Dataset entries
-----

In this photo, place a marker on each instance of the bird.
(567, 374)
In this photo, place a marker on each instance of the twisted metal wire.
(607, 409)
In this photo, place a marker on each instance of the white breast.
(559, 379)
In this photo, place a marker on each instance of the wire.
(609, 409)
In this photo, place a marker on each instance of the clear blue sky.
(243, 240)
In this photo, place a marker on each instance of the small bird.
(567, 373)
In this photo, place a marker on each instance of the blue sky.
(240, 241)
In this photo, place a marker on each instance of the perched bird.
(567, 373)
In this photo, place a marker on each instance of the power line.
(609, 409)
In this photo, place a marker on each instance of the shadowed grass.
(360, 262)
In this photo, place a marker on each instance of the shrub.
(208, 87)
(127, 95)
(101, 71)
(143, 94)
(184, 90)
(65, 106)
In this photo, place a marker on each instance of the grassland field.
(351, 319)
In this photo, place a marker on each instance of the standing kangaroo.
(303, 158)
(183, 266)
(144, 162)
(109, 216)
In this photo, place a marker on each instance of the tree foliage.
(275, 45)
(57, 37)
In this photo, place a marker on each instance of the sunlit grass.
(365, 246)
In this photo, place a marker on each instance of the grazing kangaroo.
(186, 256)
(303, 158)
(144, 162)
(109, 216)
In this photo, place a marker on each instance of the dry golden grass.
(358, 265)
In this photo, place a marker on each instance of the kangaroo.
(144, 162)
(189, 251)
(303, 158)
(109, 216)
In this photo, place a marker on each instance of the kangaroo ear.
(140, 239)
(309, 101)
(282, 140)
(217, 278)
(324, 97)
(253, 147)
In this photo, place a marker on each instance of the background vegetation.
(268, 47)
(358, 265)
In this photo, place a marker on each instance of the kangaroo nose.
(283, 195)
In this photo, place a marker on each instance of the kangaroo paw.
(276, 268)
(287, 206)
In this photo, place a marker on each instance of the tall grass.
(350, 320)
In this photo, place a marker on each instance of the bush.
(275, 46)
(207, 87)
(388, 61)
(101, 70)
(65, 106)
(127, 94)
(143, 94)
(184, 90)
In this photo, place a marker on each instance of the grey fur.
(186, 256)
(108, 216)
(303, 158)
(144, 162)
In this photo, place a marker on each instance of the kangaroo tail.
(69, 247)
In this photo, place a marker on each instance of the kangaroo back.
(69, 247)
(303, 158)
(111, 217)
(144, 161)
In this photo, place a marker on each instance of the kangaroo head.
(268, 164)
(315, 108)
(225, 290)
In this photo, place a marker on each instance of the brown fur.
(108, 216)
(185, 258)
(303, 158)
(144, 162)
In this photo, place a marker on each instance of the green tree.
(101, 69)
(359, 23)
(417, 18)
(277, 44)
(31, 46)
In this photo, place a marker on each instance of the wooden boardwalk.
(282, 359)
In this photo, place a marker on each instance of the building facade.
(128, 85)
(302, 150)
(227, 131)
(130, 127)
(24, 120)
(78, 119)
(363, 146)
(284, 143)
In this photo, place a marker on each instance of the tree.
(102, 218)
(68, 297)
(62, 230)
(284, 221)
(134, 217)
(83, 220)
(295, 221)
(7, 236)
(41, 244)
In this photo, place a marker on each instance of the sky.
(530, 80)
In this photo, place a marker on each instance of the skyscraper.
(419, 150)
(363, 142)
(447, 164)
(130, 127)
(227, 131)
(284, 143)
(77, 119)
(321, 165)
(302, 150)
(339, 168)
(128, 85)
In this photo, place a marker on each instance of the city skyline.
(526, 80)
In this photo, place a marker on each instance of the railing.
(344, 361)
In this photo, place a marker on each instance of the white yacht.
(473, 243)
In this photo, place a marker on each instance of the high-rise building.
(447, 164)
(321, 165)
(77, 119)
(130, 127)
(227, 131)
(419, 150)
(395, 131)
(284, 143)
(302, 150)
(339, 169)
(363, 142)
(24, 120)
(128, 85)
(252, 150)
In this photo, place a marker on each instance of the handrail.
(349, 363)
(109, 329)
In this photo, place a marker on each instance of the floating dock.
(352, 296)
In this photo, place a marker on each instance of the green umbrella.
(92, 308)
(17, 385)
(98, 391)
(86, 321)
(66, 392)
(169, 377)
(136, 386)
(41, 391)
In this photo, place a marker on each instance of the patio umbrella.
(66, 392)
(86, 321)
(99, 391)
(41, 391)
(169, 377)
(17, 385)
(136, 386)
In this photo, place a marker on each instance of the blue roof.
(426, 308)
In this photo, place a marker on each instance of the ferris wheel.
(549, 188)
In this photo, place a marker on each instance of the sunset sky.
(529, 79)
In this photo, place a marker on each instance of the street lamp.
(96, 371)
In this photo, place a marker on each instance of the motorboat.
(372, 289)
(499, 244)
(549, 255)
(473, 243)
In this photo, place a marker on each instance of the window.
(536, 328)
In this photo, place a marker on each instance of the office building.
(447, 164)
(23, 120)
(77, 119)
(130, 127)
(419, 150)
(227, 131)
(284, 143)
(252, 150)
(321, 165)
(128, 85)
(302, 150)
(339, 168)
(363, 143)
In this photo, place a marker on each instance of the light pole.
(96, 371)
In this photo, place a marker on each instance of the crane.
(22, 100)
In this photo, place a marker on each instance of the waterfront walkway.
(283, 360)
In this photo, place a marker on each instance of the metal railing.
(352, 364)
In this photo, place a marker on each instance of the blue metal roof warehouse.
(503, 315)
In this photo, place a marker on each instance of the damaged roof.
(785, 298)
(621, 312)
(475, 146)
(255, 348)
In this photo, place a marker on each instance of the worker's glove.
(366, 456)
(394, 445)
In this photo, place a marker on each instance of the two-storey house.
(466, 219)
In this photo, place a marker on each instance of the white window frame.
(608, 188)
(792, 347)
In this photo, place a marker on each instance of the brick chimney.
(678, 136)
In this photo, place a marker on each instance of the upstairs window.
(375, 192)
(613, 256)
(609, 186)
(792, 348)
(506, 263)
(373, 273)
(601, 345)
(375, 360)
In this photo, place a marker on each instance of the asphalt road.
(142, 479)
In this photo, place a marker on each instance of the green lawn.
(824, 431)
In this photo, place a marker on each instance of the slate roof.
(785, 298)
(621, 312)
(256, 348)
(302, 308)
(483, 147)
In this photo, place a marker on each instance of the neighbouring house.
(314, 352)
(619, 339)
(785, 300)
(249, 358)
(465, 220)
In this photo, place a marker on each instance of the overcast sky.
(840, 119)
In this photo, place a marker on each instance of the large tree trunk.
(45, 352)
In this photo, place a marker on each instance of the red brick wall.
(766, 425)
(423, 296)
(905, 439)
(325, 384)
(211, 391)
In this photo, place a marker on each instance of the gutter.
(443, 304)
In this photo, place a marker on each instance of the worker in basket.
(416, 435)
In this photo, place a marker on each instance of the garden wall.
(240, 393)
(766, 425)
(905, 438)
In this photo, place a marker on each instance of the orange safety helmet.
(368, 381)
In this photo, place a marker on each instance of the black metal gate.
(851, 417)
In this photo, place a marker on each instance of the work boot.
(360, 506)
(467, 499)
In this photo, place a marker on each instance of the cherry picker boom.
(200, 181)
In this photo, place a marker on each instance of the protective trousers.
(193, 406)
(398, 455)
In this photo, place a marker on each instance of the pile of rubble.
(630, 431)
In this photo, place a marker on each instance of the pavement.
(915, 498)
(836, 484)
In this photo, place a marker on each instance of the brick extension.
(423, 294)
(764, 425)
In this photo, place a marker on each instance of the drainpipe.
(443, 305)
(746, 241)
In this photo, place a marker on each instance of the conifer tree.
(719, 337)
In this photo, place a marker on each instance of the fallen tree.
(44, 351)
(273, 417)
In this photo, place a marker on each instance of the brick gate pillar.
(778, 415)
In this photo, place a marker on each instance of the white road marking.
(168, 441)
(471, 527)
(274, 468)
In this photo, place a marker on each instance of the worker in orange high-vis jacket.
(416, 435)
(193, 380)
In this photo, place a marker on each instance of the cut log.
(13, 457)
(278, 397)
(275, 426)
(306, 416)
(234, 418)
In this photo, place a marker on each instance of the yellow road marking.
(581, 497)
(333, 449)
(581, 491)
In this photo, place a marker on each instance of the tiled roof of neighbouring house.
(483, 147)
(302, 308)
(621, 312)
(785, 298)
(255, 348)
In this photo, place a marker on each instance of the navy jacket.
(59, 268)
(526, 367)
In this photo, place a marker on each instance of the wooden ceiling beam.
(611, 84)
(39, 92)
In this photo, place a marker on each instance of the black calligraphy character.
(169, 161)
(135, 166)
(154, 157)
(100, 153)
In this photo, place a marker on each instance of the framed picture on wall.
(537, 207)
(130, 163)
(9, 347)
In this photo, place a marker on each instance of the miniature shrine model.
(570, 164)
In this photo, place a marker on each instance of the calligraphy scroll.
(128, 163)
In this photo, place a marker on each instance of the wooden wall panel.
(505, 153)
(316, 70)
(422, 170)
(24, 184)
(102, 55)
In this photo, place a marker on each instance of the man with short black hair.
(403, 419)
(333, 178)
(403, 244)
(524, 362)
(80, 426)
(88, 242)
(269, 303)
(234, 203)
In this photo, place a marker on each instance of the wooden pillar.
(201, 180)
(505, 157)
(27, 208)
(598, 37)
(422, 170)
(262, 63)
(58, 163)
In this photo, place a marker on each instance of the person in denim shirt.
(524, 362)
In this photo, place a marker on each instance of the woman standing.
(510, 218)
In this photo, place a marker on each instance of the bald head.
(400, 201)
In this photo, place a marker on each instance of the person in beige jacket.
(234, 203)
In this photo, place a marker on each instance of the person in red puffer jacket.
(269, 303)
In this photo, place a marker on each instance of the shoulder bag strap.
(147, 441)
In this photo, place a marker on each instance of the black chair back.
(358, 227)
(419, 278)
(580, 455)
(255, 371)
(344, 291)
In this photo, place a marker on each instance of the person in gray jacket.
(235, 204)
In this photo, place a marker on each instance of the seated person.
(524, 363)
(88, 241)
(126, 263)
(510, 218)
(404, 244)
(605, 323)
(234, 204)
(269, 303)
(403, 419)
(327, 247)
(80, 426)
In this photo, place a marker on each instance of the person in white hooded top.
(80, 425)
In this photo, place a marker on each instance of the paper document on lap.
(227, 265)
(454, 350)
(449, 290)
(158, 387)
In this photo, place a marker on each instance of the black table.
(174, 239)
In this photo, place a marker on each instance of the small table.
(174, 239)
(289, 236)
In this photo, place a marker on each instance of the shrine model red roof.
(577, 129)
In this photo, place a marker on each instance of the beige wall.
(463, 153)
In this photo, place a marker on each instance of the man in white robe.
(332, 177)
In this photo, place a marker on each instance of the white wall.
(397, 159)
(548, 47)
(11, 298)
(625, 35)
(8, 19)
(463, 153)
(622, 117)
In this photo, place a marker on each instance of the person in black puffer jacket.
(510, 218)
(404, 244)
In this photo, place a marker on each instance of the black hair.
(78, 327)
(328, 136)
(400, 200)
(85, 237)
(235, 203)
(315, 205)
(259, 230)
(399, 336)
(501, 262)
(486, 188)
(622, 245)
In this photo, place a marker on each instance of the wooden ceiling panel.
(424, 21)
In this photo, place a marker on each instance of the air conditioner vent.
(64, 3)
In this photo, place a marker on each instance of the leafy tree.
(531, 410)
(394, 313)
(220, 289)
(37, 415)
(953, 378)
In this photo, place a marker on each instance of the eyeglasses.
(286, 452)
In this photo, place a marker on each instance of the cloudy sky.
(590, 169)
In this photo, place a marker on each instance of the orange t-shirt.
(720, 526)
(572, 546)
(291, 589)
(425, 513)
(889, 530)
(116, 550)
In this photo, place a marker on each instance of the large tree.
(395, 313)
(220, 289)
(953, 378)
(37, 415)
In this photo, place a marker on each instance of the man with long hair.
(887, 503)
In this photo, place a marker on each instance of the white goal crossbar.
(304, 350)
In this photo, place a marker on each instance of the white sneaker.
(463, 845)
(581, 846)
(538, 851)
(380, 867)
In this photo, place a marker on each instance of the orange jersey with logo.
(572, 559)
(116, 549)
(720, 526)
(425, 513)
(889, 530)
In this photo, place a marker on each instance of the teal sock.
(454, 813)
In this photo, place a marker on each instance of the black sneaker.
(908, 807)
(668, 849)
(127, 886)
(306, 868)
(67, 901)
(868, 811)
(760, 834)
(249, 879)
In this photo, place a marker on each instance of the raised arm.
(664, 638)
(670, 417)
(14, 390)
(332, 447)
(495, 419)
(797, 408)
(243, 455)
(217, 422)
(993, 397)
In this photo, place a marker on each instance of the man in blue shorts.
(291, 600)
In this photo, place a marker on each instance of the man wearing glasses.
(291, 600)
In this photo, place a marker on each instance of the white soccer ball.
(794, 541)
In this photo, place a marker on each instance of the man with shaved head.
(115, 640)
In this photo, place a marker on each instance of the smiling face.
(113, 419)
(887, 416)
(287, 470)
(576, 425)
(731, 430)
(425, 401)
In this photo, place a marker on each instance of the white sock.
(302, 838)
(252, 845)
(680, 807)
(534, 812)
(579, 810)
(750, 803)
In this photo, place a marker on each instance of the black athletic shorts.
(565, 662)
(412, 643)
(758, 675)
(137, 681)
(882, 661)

-----

Exercise
Output the lines from the one with "the smiling face." to the final line of the entries above, exactly as they stand, please, and nothing else.

Result below
In this photo, place a marker on each instance of the smiling face.
(113, 419)
(887, 416)
(287, 470)
(576, 425)
(731, 430)
(425, 401)
In this photo, place a marker on each instance of the white sock.
(302, 838)
(252, 845)
(680, 807)
(534, 812)
(579, 810)
(750, 803)
In this photo, place a marker on each instance of the black athletic shorts.
(565, 662)
(412, 643)
(758, 675)
(137, 681)
(882, 661)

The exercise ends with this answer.